▶ [WORK REQUEST] Pick up the forum comment on Lighthaven's rental policy after its last sentence and continue it in the same voice.

▶ [EXCERPT]
********
I would give you the points here if you acknowledged a change in policy instead of pretending like you always said you'd charge "(potentially enormous) premiums", that would depend on the externalities, and would not be cheap; because a year ago, you said a "fair price (and maybe somewhat more as a tax)".
It's not really clear to me to what extent you didn't communicate your policy well back then, or changed it on your own in the meantime (what caused it?), or changed it because of the pushback, or what.
If you're claiming your policy was always to charge AI companies a lot more, I'd appreciate any source where you state it prior to the progress conference.
The issue I'm concerned with is that your policy, whatever it is now and however you would describe it, is not really immediately visible to people who would want to know if (to the extent it's the case) they're subsidizing an event venue that sometimes provides value to events that are aligned with your declared values, but sometimes, to not stay unused, impartially rents itself out at a fair price to anyone, including AI companies for events that will bring the destruction of the world closer.
Like, there's the world in which Lighthaven is basically a separate for-profit entity that rents out the venue to anyone, to not stay unused, and maybe otherwise supports events the community/your values largerly like or just spends profits to support Lightcone Infrastructure, and maybe has a preference for more aligned events when there's a choice, but otherwise follows the "standard practice for practical[ly] all hotels and event"; and there's a world in which Lighthaven is a fully nonprofit event venue that doers rent itself out to random events to not stay unused and support its operations, but heavily selects events for not causing harm, and would rather stay empty than help accelerate AI capabilities progress.
********
▶ [EXCERPTED DATA]
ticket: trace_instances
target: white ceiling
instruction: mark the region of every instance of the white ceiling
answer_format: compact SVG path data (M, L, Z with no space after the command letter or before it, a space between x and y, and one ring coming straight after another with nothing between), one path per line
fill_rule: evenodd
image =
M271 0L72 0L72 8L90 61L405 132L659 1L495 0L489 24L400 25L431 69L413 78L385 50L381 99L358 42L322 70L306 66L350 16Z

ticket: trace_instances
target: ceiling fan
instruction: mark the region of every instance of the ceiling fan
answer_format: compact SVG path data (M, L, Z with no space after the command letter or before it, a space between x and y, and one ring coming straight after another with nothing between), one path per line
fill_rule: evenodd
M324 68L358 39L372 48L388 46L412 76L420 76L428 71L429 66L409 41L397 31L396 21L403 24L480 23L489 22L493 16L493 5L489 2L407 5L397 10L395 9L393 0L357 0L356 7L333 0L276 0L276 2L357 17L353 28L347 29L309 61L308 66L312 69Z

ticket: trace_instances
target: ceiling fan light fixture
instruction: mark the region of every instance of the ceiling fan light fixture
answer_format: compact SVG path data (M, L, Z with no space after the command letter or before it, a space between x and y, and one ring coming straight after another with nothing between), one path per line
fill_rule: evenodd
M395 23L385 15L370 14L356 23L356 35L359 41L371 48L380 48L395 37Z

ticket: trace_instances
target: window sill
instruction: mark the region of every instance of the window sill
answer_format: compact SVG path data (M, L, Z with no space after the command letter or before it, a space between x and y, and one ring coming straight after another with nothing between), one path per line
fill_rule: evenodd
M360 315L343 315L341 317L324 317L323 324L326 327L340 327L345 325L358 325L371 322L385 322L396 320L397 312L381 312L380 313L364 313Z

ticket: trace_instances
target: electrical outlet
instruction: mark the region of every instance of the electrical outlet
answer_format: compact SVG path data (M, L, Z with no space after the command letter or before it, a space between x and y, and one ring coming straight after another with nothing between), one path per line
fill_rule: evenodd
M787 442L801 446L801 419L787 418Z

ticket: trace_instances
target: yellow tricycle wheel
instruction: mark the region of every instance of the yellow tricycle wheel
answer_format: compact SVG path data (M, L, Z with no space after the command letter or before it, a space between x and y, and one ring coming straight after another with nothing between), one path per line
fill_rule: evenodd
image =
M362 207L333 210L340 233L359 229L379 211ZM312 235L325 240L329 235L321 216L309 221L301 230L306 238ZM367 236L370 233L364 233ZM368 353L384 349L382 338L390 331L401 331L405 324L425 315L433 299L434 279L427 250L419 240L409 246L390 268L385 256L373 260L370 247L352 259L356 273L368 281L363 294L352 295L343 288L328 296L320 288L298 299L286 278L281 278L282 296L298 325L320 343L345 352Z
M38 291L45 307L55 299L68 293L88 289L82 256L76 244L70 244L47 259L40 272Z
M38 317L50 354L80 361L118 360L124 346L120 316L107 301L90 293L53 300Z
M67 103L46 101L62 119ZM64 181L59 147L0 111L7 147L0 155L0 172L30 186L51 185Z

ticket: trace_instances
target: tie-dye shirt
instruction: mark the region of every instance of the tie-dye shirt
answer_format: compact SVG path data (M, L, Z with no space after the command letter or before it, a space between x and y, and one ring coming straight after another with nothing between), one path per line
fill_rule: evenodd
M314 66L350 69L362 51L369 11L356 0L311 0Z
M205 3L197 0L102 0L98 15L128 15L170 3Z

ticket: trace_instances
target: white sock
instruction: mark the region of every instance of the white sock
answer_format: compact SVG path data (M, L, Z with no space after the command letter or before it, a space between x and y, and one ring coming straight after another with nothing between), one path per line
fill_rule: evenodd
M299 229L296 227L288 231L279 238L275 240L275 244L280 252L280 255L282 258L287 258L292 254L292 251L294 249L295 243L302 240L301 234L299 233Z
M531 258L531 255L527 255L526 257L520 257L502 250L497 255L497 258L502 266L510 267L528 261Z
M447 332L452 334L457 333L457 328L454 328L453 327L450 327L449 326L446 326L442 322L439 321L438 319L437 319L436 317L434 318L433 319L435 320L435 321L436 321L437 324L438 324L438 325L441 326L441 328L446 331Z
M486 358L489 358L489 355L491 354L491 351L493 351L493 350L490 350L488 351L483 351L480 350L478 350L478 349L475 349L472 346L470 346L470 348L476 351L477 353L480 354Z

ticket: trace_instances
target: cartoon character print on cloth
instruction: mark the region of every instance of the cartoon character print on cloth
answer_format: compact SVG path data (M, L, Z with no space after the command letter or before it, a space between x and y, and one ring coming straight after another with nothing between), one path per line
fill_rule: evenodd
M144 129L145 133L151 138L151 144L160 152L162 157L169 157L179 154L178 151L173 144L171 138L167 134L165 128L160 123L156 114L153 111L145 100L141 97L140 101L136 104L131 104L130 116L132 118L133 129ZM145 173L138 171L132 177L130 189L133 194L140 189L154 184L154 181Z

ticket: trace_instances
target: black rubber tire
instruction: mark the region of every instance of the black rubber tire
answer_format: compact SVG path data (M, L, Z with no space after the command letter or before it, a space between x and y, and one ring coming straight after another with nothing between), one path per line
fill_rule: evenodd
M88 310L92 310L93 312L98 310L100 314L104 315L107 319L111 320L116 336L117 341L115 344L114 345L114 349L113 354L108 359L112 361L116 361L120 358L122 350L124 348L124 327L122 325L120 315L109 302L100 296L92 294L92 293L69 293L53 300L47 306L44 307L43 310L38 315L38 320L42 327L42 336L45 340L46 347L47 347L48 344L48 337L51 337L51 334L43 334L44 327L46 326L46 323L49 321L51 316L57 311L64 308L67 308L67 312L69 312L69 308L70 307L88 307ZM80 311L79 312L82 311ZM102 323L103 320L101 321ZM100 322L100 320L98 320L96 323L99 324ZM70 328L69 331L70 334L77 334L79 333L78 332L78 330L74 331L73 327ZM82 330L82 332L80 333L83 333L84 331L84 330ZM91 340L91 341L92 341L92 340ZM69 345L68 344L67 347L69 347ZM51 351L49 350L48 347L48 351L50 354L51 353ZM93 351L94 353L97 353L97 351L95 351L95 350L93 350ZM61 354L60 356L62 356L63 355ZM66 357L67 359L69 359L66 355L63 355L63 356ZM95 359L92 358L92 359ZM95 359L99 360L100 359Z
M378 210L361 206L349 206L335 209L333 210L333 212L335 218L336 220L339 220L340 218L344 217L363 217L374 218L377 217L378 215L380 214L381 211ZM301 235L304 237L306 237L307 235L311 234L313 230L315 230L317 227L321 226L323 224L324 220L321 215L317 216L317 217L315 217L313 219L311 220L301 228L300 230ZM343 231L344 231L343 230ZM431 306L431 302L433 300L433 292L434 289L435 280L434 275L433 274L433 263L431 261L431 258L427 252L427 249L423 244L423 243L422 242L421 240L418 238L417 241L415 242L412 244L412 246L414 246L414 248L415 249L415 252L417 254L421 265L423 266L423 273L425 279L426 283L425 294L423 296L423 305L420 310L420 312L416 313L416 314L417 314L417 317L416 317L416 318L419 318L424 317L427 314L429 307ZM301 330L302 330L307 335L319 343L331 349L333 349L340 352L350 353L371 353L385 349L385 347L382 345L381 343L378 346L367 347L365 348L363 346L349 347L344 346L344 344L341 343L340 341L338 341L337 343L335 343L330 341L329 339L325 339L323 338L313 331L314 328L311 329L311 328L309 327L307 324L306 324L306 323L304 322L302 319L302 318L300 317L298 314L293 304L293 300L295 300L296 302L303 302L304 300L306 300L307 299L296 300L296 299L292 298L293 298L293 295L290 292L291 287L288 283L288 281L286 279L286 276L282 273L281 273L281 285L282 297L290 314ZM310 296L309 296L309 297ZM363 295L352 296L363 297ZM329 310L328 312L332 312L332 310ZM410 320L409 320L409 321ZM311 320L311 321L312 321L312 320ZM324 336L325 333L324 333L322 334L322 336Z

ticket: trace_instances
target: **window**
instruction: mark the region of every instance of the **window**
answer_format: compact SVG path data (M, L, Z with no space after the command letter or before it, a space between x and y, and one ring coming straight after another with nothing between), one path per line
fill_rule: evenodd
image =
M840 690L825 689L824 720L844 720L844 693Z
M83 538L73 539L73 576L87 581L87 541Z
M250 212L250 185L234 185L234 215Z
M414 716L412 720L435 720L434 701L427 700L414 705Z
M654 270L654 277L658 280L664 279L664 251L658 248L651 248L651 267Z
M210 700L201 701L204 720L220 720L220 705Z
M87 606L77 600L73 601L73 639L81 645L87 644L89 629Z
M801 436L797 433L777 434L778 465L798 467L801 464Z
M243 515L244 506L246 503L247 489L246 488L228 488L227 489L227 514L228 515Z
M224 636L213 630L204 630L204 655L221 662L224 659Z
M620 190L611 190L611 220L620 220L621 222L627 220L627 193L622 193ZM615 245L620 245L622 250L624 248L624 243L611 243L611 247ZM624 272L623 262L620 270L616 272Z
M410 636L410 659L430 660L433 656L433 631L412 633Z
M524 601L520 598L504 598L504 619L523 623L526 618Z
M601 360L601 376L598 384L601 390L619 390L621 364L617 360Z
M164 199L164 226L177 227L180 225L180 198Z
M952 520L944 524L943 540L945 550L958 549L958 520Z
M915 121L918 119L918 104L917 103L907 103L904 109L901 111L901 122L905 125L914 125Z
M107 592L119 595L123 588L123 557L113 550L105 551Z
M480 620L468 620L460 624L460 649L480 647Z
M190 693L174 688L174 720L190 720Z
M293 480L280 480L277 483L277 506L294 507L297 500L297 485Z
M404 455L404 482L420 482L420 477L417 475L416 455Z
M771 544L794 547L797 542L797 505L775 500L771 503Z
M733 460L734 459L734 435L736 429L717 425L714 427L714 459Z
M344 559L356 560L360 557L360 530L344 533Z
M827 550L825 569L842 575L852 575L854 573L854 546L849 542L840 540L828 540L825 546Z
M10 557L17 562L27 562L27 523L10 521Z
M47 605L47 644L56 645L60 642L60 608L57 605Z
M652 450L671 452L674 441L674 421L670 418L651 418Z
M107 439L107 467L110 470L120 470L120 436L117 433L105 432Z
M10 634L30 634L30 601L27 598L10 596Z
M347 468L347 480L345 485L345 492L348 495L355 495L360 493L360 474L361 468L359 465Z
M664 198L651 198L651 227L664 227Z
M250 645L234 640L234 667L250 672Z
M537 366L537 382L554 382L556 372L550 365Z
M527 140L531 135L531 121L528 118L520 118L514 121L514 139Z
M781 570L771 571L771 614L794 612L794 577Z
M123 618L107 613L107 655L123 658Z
********
▶ [EXERCISE OUTPUT]
I would want you to specify, and your potential donors to know, where exactly on this scale Lighthaven falls.
Because people might have reasons to like Asana or the pre-collapse according-to-public-knowledge FTX, but they might not necessarily want to donate to them.
(I'm not sure how what I'm saying is already clarified by link #2, and I don't think link #4 is relevant to this specific question?)
I think that your policies regarding providing value to Sam Altman should be transparent to your (potential) donors; I think hosting Manifest that invites Hanania is consistent with the image you're presenting to your donors, and passes the onion test, regardless of my views on how okay it is to platform Hanania.